Human frustration and fear gave way to bigotry. This led to the Gen Wars in 2075 AD, in which Human Supremacy groups and angry or panicked mobs attacked and killed real or suspected Gen-Humans. The Gen-Humans and their supporters fought back and a bloody stalemate occurred.
This lasted until 2083 AD, when the United Earth government created the Genetics Laws. It set the Gen-Human population at no more than 15% of the total Human population and created Human quotas and Gen-Human limits for all jobs and professions. It also forced Gen-Humans to be registered; the manufacturer's symbol, model name and serial number barcode is imprinted on their body and encoded in their DNA "junk genes" to aid in identification. In return, Gen-Humans were considered a sentient race rather than property and they were extended similar rights to other sapient beings.

□ □ □ □ □

Your objective:
Copy the Gen Wars passage word for word from "This lasted until" to "other sapient beings.". The entries below are separate material, unrelated to the Gen Wars passage.

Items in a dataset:
□ □ □ □ □

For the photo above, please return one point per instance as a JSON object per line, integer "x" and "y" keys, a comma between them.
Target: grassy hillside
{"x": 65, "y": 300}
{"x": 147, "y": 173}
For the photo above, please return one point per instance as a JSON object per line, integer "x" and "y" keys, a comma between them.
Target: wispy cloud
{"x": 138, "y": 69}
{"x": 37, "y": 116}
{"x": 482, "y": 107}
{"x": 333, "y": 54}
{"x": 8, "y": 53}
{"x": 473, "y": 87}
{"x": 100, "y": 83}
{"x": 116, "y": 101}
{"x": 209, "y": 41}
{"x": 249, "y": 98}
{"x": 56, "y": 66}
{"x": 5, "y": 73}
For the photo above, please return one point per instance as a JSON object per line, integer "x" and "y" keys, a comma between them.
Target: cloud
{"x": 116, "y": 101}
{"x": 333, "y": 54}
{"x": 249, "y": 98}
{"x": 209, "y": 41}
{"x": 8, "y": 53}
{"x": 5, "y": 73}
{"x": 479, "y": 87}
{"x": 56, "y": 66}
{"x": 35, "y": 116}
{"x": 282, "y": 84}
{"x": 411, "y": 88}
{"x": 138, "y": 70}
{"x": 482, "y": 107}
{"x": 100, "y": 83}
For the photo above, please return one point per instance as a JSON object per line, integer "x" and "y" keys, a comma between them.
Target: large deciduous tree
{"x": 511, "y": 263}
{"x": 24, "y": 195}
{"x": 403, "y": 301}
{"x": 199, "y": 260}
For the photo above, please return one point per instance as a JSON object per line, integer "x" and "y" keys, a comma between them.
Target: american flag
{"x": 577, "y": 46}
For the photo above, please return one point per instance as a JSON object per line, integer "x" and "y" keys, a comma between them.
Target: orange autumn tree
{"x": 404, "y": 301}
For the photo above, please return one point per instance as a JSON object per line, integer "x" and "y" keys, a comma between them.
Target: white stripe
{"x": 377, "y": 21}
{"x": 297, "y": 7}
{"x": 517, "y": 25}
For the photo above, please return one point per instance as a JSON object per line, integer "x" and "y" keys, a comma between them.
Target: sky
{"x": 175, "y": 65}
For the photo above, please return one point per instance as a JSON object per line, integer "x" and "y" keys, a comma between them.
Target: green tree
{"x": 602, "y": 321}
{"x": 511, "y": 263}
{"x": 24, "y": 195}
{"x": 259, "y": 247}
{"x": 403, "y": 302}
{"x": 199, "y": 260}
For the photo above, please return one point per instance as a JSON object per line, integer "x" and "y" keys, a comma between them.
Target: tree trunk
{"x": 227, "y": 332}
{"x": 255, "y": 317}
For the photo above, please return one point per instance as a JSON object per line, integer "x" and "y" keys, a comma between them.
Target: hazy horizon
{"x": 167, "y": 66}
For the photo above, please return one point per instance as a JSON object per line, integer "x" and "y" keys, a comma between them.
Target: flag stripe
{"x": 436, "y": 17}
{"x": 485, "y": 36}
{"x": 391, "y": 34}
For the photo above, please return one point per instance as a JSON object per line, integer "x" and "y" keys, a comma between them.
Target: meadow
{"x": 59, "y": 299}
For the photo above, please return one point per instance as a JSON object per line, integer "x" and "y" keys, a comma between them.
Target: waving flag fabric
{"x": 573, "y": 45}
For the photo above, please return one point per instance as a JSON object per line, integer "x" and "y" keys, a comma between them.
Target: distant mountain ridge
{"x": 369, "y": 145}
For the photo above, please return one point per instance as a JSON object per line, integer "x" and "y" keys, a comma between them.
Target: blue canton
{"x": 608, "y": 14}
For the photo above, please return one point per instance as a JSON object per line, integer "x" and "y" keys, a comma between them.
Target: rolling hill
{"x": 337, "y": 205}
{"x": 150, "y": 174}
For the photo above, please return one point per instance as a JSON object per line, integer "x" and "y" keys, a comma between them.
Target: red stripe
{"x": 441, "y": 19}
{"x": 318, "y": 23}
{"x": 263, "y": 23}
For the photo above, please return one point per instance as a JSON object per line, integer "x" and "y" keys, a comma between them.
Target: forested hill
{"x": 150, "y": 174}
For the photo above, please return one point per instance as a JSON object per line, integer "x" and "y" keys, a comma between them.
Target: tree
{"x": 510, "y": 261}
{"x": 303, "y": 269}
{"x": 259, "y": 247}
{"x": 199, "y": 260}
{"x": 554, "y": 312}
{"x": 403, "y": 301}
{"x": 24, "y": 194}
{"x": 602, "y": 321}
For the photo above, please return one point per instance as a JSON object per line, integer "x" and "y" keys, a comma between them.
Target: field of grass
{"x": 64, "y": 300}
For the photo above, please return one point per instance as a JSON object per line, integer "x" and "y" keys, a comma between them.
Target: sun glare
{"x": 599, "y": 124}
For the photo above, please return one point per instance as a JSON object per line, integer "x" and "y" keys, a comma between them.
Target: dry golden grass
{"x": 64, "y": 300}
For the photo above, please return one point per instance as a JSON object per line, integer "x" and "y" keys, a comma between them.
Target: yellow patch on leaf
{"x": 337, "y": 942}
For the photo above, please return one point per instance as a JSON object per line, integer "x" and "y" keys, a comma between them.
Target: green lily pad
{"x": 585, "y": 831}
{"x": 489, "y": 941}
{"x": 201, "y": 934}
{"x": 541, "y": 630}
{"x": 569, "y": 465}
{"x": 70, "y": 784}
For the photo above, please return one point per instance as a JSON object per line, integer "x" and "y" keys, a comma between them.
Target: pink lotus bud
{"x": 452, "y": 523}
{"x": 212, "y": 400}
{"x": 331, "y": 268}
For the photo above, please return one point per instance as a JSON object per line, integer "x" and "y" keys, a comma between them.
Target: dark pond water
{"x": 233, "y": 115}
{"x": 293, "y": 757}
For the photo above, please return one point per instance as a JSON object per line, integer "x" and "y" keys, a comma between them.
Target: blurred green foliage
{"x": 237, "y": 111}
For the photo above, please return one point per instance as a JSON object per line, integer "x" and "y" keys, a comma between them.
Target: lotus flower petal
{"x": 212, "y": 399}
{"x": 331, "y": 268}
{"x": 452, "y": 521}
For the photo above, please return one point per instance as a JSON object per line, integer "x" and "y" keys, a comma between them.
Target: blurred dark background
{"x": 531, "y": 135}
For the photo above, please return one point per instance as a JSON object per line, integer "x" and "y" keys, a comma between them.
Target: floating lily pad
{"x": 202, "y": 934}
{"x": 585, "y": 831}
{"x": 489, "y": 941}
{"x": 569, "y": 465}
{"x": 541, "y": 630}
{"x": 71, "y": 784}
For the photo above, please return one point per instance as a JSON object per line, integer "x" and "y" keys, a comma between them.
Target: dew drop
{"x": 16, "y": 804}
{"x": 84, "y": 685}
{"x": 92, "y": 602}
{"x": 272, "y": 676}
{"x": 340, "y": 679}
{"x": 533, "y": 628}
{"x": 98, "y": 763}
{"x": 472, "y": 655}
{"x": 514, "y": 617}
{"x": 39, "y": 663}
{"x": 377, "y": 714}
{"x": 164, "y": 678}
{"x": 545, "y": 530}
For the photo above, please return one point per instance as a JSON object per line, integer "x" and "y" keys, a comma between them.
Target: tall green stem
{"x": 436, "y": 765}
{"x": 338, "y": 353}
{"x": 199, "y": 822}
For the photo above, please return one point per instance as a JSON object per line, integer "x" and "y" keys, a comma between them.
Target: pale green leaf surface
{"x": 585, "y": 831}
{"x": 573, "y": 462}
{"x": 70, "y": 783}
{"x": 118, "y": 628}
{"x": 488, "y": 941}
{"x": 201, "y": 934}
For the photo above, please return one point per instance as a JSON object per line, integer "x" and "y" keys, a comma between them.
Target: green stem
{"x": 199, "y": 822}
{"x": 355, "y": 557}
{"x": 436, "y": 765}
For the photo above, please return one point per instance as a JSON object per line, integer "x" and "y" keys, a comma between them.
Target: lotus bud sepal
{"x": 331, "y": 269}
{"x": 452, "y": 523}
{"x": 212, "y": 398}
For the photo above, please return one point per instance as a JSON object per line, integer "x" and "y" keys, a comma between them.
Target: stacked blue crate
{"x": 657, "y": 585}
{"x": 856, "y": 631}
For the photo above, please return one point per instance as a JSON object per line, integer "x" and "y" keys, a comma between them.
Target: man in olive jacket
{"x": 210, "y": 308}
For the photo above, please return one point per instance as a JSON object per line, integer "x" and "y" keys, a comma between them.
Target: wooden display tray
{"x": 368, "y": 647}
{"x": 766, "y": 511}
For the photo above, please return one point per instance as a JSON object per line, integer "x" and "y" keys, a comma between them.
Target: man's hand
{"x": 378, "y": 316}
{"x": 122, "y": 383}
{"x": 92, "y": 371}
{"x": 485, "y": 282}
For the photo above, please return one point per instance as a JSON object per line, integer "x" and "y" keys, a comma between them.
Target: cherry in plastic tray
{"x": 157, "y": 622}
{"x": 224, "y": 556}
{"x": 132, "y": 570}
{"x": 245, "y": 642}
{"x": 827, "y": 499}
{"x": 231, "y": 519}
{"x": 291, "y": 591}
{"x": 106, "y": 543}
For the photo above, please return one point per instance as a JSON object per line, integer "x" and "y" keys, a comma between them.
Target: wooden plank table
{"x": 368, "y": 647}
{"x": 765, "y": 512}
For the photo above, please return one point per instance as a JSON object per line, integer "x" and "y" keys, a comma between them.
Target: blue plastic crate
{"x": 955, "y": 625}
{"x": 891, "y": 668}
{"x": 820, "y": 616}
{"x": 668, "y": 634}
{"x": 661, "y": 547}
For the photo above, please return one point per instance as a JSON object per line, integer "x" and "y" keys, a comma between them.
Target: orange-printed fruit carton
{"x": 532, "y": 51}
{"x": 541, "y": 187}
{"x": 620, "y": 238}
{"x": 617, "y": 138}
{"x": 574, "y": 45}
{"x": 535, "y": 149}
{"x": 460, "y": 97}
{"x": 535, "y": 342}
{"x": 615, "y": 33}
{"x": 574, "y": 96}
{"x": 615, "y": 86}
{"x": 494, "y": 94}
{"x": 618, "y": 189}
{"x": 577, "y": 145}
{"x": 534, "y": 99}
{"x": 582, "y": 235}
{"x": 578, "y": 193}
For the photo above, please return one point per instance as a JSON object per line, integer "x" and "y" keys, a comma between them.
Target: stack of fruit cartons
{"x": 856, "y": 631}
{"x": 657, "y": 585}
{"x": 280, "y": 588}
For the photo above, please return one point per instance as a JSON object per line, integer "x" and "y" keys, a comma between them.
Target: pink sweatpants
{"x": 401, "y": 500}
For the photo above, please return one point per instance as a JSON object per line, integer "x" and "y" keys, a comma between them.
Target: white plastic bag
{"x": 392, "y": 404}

□ □ □ □ □

Your solution:
This lasted until 2083 AD, when the United Earth government created the Genetics Laws. It set the Gen-Human population at no more than 15% of the total Human population and created Human quotas and Gen-Human limits for all jobs and professions. It also forced Gen-Humans to be registered; the manufacturer's symbol, model name and serial number barcode is imprinted on their body and encoded in their DNA "junk genes" to aid in identification. In return, Gen-Humans were considered a sentient race rather than property and they were extended similar rights to other sapient beings.